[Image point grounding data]
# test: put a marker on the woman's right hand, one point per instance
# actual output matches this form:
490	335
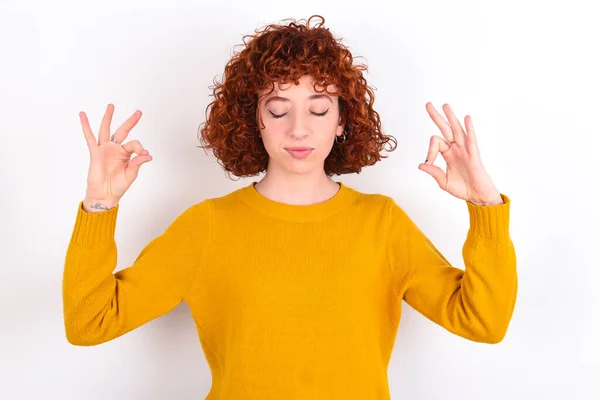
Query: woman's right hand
111	171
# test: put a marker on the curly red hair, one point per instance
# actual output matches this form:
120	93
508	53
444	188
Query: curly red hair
284	53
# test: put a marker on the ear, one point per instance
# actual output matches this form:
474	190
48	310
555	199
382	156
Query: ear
340	128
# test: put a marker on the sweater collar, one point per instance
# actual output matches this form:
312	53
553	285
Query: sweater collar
297	213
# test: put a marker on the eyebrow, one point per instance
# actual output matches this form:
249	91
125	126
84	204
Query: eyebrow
312	97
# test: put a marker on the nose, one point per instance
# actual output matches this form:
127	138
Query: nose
300	128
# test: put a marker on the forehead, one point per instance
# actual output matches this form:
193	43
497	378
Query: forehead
305	85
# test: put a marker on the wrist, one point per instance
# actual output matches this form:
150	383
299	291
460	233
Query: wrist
92	205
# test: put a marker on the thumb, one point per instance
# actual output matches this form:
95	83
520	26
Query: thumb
133	168
436	172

Task goal: Copy the lines above exactly. Do not include pictures.

Response area:
# test: put a marker on the woman's right hand, one point per instance
# actual output matches this form:
490	335
Query: woman's right hand
111	171
# test: put a marker on the curly red hair, one point per instance
# actual output matches this form:
120	93
508	53
444	188
Query: curly red hair
284	53
# test: put a marker on the ear, one point per instance
# actual output matches this form:
474	190
48	310
555	199
382	156
Query: ear
340	128
# test: put a marker on the sweater collar, one point per instance
# actual output matches this form:
312	53
553	285
Query: sweater collar
297	213
# test: put a marker on the eyebrow, one point per instance
# actual output matches this form:
249	91
125	126
84	204
Query: eyebrow
312	97
# test: put a marker on the nose, one point per instance
# actual output matches this form:
127	138
Query: nose
300	128
# test: put a marker on the forehead, one point per instance
# actual output matches this form:
193	43
497	378
Query: forehead
305	85
# test: put a marker on the wrist, one point per instance
# actual output matches this form:
150	383
299	291
460	233
Query: wrist
92	205
# test: put a marker on the thumb, one point per instance
# actual output matches this form:
95	83
520	26
Query: thumb
133	168
436	172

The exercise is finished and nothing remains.